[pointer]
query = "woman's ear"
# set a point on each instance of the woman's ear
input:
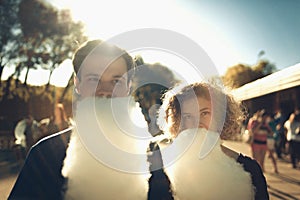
(129, 87)
(77, 83)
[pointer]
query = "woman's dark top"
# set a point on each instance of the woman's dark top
(41, 178)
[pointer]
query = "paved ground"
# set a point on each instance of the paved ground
(285, 185)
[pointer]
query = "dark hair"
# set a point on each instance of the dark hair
(100, 47)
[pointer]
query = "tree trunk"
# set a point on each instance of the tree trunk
(66, 89)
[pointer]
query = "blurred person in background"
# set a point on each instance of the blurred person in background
(260, 130)
(292, 125)
(27, 132)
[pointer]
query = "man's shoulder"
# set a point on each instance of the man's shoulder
(55, 140)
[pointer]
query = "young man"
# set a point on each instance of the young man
(101, 70)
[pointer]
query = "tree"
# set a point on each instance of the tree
(49, 36)
(10, 32)
(241, 74)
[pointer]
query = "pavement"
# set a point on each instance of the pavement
(284, 186)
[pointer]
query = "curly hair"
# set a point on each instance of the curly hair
(227, 113)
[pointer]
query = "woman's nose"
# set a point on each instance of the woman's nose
(104, 89)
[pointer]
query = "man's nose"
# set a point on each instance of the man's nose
(104, 89)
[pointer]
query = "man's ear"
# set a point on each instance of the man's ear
(129, 87)
(76, 83)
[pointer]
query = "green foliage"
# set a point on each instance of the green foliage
(9, 34)
(241, 74)
(37, 36)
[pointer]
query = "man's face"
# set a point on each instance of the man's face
(99, 76)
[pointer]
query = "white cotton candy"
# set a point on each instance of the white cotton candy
(214, 176)
(107, 154)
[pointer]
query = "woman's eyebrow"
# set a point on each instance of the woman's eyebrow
(203, 109)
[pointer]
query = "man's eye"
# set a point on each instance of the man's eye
(118, 81)
(205, 113)
(187, 117)
(93, 79)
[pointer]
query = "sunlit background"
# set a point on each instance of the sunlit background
(230, 32)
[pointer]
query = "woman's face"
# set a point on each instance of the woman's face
(194, 116)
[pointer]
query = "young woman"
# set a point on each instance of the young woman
(205, 106)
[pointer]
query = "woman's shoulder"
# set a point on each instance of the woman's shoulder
(249, 163)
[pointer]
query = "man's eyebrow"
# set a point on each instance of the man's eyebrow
(203, 109)
(92, 74)
(119, 77)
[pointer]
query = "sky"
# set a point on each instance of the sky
(229, 31)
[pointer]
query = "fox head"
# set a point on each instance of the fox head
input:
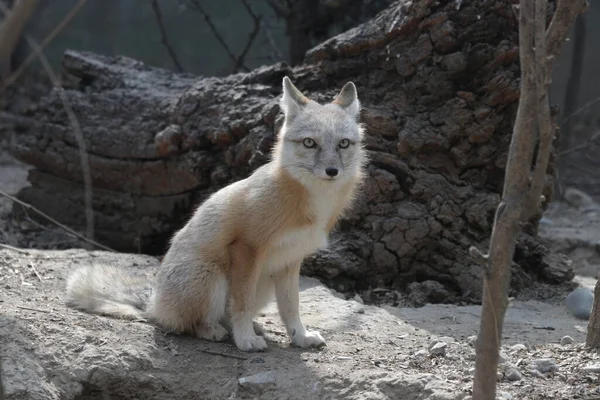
- - - - -
■ WORK TO BE COMPLETED ■
In the material above, show every line where the word "head" turns up.

■ ANSWER ■
query = "fox head"
# set a point on each instance of the fox head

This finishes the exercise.